Reproduce each record below exactly as written.

START Records

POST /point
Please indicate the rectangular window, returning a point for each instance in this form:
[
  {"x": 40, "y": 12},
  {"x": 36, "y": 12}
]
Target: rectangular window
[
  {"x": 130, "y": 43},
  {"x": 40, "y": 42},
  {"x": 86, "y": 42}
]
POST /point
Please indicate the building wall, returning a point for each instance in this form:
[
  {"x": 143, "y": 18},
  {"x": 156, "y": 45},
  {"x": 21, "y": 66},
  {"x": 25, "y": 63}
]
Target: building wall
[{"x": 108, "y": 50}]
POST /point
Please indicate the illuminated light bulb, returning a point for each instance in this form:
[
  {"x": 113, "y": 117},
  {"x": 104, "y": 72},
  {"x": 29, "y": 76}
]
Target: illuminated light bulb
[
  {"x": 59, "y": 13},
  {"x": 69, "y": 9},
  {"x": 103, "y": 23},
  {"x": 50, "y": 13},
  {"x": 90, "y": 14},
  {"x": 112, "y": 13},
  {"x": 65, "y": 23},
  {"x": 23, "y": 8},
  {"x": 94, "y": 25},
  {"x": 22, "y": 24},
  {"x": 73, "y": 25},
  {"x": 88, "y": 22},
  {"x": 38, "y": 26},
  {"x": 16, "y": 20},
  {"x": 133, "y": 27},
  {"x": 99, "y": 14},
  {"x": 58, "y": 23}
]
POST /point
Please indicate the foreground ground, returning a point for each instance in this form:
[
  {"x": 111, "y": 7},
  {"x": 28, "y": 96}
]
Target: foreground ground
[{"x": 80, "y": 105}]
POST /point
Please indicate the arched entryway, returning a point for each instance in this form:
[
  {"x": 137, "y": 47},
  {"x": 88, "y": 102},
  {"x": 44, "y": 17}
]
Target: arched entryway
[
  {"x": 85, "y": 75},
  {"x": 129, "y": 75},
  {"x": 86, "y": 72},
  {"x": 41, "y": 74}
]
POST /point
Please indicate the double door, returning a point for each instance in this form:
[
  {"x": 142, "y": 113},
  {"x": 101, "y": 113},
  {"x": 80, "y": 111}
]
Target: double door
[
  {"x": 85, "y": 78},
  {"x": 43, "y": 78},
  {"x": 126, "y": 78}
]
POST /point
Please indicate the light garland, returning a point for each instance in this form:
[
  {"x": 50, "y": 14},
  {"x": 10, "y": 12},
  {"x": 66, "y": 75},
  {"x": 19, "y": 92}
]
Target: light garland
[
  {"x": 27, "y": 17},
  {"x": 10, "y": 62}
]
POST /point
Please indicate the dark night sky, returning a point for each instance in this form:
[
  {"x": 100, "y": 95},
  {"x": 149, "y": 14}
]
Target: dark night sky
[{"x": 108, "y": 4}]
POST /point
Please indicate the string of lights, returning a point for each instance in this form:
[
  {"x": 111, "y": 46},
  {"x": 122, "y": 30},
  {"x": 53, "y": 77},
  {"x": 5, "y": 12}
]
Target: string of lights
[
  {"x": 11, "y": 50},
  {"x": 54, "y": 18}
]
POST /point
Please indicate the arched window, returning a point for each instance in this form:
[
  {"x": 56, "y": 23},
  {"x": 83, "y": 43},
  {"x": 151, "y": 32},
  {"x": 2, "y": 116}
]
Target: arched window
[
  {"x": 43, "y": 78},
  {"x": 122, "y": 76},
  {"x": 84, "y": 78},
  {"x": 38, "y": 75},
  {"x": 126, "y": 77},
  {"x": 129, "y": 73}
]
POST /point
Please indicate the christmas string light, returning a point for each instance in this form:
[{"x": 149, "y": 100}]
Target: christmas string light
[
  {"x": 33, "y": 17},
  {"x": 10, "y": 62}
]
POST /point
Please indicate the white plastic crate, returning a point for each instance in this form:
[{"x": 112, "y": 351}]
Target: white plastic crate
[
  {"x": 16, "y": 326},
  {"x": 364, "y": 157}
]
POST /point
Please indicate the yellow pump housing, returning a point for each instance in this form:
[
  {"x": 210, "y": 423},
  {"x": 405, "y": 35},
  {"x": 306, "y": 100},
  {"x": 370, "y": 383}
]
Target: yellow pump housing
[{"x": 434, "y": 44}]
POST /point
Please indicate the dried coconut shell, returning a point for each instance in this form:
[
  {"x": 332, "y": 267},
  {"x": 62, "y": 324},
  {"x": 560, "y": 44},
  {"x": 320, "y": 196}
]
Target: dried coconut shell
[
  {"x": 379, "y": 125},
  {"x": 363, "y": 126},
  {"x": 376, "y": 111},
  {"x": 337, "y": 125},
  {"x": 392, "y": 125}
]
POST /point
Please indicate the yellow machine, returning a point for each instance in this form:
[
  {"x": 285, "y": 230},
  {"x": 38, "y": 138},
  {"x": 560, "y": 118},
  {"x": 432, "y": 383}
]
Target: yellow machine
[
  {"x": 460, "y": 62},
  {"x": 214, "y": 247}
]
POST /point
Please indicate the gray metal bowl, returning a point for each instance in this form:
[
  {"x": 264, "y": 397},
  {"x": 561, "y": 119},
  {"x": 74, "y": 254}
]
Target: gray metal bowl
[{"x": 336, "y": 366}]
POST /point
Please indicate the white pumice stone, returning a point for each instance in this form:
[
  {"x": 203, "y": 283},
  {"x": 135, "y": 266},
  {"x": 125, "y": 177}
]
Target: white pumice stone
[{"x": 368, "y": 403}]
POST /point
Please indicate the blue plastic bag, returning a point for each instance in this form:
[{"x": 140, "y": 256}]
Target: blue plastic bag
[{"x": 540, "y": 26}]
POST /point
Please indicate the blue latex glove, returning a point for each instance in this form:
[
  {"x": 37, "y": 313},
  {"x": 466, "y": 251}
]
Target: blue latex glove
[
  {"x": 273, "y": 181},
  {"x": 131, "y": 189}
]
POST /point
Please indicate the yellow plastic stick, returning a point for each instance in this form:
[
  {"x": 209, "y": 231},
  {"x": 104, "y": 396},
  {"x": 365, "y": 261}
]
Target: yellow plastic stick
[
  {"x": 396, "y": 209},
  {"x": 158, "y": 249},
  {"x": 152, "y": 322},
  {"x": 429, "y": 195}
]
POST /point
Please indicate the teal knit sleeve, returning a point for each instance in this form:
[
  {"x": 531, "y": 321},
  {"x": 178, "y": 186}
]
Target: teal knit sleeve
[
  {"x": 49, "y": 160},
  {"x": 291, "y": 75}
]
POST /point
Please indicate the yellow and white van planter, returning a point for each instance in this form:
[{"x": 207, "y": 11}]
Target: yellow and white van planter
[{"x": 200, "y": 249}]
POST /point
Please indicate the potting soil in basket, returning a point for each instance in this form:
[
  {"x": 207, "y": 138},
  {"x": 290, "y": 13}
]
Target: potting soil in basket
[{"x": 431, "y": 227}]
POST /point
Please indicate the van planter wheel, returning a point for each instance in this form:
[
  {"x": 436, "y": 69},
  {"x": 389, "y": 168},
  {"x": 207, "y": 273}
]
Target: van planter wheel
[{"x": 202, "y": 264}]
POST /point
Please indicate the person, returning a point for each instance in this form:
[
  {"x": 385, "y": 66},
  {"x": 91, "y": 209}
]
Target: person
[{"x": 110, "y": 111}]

END Records

■ Completed task:
POST /point
Please indicate the rectangular window, returning a point for each instance in this form:
[
  {"x": 40, "y": 12},
  {"x": 36, "y": 12}
]
Target: rectangular window
[
  {"x": 130, "y": 43},
  {"x": 40, "y": 42},
  {"x": 86, "y": 42}
]
POST /point
Please indicate the building wall, returning a point for each instance in this form:
[
  {"x": 143, "y": 18},
  {"x": 156, "y": 45},
  {"x": 21, "y": 66},
  {"x": 25, "y": 63}
]
Target: building wall
[{"x": 108, "y": 50}]
POST /point
Please indicate the illuminated light bulb, returning a point for each instance in this form:
[
  {"x": 113, "y": 117},
  {"x": 104, "y": 72},
  {"x": 29, "y": 76}
]
Target: illuminated light bulb
[
  {"x": 59, "y": 13},
  {"x": 69, "y": 9},
  {"x": 103, "y": 23},
  {"x": 50, "y": 13},
  {"x": 90, "y": 14},
  {"x": 112, "y": 13},
  {"x": 65, "y": 23},
  {"x": 23, "y": 8},
  {"x": 94, "y": 25},
  {"x": 22, "y": 24},
  {"x": 73, "y": 25},
  {"x": 88, "y": 22},
  {"x": 38, "y": 26},
  {"x": 16, "y": 20},
  {"x": 133, "y": 27},
  {"x": 99, "y": 14},
  {"x": 58, "y": 23}
]
POST /point
Please indicate the foreground ground, returning a point for each instance in this form:
[
  {"x": 111, "y": 7},
  {"x": 28, "y": 96}
]
Target: foreground ground
[{"x": 80, "y": 105}]
POST /point
Please indicate the arched entryway, returning a point for each instance in this form:
[
  {"x": 137, "y": 47},
  {"x": 88, "y": 102},
  {"x": 44, "y": 17}
]
Target: arched entryway
[
  {"x": 85, "y": 75},
  {"x": 129, "y": 75},
  {"x": 86, "y": 72},
  {"x": 41, "y": 74}
]
POST /point
Please indicate the double door, returning a point for each instance in this form:
[
  {"x": 142, "y": 113},
  {"x": 101, "y": 113},
  {"x": 80, "y": 111}
]
Target: double door
[
  {"x": 85, "y": 78},
  {"x": 43, "y": 78},
  {"x": 126, "y": 78}
]
POST /point
Please indicate the light garland, returning a point for each instance in this form:
[
  {"x": 50, "y": 14},
  {"x": 10, "y": 12},
  {"x": 66, "y": 75},
  {"x": 19, "y": 92}
]
Target: light garland
[
  {"x": 27, "y": 17},
  {"x": 10, "y": 62}
]
POST /point
Please indicate the dark night sky, returning a point for each instance in this form:
[
  {"x": 100, "y": 95},
  {"x": 149, "y": 14}
]
Target: dark night sky
[{"x": 108, "y": 4}]
POST /point
Please indicate the string of lights, returning a point for each instance in this form:
[
  {"x": 111, "y": 46},
  {"x": 122, "y": 30},
  {"x": 53, "y": 77},
  {"x": 5, "y": 12}
]
Target: string of lights
[
  {"x": 11, "y": 50},
  {"x": 54, "y": 18}
]
POST /point
Please indicate the arched window, returning a point for each instance in this form:
[
  {"x": 56, "y": 23},
  {"x": 83, "y": 43},
  {"x": 151, "y": 32},
  {"x": 2, "y": 116}
]
Target: arched window
[
  {"x": 43, "y": 78},
  {"x": 122, "y": 76},
  {"x": 84, "y": 78},
  {"x": 38, "y": 75},
  {"x": 126, "y": 77},
  {"x": 129, "y": 73}
]
POST /point
Please indicate the christmas string light, returning a point for each instance in this form:
[{"x": 149, "y": 100}]
Target: christmas string light
[
  {"x": 33, "y": 17},
  {"x": 10, "y": 62}
]
POST /point
Please indicate the white plastic crate, returning a point for each instance in this form:
[{"x": 112, "y": 351}]
Target: white plastic crate
[
  {"x": 16, "y": 326},
  {"x": 364, "y": 157}
]
POST /point
Please indicate the yellow pump housing, returning a point for each instance in this form:
[
  {"x": 210, "y": 423},
  {"x": 405, "y": 35},
  {"x": 306, "y": 100},
  {"x": 370, "y": 383}
]
Target: yellow pump housing
[{"x": 434, "y": 44}]
POST /point
Please indicate the dried coconut shell, returning a point for each instance in this form:
[
  {"x": 332, "y": 267},
  {"x": 62, "y": 324},
  {"x": 560, "y": 44},
  {"x": 320, "y": 196}
]
Target: dried coconut shell
[
  {"x": 379, "y": 125},
  {"x": 363, "y": 126},
  {"x": 376, "y": 111},
  {"x": 337, "y": 125},
  {"x": 392, "y": 125}
]
POST /point
Please indicate the yellow machine, returning a point for each instance in this form:
[
  {"x": 285, "y": 230},
  {"x": 38, "y": 138},
  {"x": 560, "y": 118},
  {"x": 432, "y": 383}
]
Target: yellow machine
[
  {"x": 460, "y": 62},
  {"x": 214, "y": 247}
]
POST /point
Please indicate the gray metal bowl, returning a point for each instance in this form:
[
  {"x": 264, "y": 397},
  {"x": 561, "y": 119},
  {"x": 74, "y": 254}
]
Target: gray metal bowl
[{"x": 336, "y": 366}]
POST /point
Please indicate the white pumice stone, returning a point for each instance in this form:
[
  {"x": 203, "y": 283},
  {"x": 135, "y": 266},
  {"x": 125, "y": 177}
]
Target: white pumice stone
[{"x": 368, "y": 403}]
POST /point
Please indicate the blue plastic bag, returning a point for each instance in this form:
[{"x": 140, "y": 256}]
Target: blue plastic bag
[{"x": 540, "y": 26}]
POST /point
Please indicate the blue latex glove, returning a point for each instance in this form:
[
  {"x": 37, "y": 313},
  {"x": 466, "y": 251}
]
Target: blue latex glove
[
  {"x": 273, "y": 181},
  {"x": 131, "y": 189}
]
POST /point
Please indicate the yellow plastic stick, returning a point for each instance in this form:
[
  {"x": 209, "y": 231},
  {"x": 104, "y": 396},
  {"x": 365, "y": 261}
]
Target: yellow plastic stick
[
  {"x": 396, "y": 209},
  {"x": 158, "y": 249},
  {"x": 152, "y": 322},
  {"x": 429, "y": 195}
]
POST /point
Please indicate the teal knit sleeve, returning a point for each instance in this form:
[
  {"x": 531, "y": 321},
  {"x": 178, "y": 186}
]
Target: teal knit sleeve
[
  {"x": 49, "y": 160},
  {"x": 291, "y": 75}
]
POST /point
Please indicate the yellow and white van planter, returning a point for each instance in this form:
[{"x": 207, "y": 11}]
Target: yellow and white van planter
[{"x": 200, "y": 249}]
POST /point
Please indicate the potting soil in basket, returning a point for each instance in this form:
[
  {"x": 207, "y": 138},
  {"x": 290, "y": 13}
]
Target: potting soil in basket
[{"x": 431, "y": 227}]
POST /point
Please indicate the van planter wheel, returning a point for each instance in this form:
[
  {"x": 436, "y": 69},
  {"x": 389, "y": 168},
  {"x": 207, "y": 273}
]
Target: van planter wheel
[{"x": 202, "y": 264}]
POST /point
Please indicate the person, returning a point for each instance in this form:
[
  {"x": 385, "y": 66},
  {"x": 91, "y": 209}
]
Target: person
[{"x": 110, "y": 111}]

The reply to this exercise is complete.